** Begin TEXT **
The sheep itself is a few metres away, lying on its back in a gully. Its eyes are half-open, but its neck is a crimson mess of tendons. Something greyish, which might be its heart, is visible through the rent in its chest. Its abdomen has also been opened up to reveal more sinews and a greenish bulge. The rest of the body is intact.
It looks like a classic case. The bear must have bitten the sheep’s neck, and then started eating the most accessible innards. I’m surprised at my own reaction or – rather – lack of it: I’ve seen too many pictures on the Internet to be shocked. But I hadn’t anticipated the smell: sweet and sickly, acrid and something… disgusting, but what is it?
** End TEXT **
** Begin DATASET EXCERPTS **
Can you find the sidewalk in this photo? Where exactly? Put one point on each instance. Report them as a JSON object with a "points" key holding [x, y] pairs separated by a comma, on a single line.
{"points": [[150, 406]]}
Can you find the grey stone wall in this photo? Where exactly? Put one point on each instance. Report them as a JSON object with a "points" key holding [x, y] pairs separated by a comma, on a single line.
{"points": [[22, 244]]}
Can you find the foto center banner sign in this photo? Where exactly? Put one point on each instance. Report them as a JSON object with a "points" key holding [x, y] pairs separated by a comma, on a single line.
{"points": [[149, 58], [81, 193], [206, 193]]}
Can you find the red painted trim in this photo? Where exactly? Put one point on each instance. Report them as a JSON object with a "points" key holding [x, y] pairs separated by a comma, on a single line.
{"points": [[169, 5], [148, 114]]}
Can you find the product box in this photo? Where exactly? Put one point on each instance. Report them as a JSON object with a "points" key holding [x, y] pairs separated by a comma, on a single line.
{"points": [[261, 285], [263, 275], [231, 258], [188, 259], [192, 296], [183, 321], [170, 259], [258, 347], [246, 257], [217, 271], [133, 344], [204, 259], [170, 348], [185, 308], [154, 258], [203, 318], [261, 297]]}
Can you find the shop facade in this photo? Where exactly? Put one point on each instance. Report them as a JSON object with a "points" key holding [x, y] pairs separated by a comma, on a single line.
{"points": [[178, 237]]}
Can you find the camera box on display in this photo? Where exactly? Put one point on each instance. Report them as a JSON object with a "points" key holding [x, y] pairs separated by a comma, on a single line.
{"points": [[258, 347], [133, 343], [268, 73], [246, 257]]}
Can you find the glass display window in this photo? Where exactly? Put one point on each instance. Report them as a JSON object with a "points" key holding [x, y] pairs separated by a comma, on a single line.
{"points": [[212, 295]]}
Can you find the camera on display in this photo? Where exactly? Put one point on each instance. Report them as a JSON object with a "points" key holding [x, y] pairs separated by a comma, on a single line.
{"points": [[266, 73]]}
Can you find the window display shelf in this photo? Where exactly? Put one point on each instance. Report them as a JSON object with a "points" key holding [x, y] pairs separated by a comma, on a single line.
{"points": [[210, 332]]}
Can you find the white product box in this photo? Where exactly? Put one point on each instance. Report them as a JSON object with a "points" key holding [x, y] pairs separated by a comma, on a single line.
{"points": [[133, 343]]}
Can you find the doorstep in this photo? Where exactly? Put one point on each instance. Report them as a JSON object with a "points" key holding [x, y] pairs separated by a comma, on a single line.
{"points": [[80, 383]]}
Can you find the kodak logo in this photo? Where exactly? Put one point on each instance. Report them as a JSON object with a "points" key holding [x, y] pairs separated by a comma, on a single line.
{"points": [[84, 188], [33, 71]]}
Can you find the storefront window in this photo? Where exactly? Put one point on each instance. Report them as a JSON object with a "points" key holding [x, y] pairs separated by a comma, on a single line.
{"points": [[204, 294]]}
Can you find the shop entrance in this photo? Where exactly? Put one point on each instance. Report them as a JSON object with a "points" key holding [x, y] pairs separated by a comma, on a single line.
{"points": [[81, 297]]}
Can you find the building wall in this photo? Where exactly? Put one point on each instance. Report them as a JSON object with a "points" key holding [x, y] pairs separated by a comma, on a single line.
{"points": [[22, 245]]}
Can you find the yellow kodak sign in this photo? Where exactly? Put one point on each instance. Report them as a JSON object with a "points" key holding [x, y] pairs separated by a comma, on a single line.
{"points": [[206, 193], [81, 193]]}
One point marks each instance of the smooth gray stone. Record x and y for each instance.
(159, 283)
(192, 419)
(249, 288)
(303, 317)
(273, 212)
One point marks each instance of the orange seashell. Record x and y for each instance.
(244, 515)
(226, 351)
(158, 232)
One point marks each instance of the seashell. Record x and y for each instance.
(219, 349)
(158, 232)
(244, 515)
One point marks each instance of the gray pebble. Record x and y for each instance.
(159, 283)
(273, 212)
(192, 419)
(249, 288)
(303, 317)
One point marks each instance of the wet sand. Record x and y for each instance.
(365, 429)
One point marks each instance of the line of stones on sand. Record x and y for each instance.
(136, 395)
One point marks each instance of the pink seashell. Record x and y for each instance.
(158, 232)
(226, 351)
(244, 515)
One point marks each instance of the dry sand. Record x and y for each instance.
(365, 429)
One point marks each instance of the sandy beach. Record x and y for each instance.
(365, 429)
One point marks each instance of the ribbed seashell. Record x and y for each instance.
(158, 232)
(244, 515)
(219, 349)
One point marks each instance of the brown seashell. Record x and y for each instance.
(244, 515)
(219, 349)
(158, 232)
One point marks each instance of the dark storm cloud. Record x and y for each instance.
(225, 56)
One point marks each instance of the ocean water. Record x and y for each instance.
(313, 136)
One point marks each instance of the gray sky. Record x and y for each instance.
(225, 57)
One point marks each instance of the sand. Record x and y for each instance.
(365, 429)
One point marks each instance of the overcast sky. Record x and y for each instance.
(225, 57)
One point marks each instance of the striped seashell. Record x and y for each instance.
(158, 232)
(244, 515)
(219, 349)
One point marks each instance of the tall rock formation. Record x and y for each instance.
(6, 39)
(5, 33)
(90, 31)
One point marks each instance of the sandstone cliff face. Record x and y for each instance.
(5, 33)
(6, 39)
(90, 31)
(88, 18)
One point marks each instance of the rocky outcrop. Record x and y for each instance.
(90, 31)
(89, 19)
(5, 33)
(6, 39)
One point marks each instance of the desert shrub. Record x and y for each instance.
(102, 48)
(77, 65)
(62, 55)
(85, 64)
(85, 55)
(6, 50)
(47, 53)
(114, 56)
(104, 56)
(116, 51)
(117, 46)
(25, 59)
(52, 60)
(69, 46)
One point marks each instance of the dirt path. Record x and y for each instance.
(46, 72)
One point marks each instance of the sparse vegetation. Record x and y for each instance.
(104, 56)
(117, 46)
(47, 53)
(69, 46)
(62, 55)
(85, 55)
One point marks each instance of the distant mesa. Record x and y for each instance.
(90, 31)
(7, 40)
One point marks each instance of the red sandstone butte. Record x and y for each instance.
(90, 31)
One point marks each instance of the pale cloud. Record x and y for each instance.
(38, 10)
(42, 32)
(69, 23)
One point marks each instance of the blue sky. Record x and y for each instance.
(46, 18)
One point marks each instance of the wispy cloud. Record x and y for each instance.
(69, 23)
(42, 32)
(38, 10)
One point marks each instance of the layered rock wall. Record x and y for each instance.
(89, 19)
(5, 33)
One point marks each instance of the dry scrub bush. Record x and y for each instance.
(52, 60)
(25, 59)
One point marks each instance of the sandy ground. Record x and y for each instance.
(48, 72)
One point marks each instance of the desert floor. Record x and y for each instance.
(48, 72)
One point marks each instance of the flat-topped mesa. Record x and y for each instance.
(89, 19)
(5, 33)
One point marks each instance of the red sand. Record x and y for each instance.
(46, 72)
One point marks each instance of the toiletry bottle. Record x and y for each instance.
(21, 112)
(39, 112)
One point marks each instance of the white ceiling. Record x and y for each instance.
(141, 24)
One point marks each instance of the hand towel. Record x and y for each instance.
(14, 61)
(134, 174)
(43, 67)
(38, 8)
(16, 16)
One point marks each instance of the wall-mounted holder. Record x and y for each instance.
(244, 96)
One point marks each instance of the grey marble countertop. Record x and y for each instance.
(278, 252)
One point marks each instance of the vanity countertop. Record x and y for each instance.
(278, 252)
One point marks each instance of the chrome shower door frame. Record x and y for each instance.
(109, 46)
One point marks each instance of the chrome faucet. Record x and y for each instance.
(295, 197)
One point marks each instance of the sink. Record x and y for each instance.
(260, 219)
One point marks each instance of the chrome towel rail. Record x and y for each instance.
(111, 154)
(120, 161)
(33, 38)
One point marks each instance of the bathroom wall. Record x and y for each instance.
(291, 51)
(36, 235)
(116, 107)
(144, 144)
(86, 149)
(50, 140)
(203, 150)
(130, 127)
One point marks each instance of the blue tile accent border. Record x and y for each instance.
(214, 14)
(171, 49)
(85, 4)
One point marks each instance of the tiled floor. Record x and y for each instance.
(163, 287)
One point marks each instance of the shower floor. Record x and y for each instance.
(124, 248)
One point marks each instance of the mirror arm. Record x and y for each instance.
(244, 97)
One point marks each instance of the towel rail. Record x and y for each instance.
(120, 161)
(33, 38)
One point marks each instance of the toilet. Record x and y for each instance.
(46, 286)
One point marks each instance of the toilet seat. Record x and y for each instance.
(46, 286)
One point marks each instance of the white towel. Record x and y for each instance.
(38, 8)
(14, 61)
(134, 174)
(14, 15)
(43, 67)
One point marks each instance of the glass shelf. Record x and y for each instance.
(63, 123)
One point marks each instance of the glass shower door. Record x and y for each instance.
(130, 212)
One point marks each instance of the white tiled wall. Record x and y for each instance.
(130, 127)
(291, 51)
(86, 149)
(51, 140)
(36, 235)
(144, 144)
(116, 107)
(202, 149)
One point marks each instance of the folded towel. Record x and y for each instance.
** End DATASET EXCERPTS **
**TASK SET:**
a. Summarize the passage about the dead sheep in two sentences.
b. Duplicate the passage about the dead sheep between "It looks like" and "what is it?", inclusive.
Base your work only on the text.

**RESULTS:**
a. A sheep lies on its back in a gully with its neck torn into a crimson mess, its chest and abdomen opened to expose its insides, and the rest of its body intact. The narrator sees it as a classic case of a bear biting the neck and eating the most accessible innards, and is not shocked after seeing many pictures online but had not expected the sickly, acrid smell.

b.
It looks like a classic case. The bear must have bitten the sheep’s neck, and then started eating the most accessible innards. I’m surprised at my own reaction or – rather – lack of it: I’ve seen too many pictures on the Internet to be shocked. But I hadn’t anticipated the smell: sweet and sickly, acrid and something… disgusting, but what is it?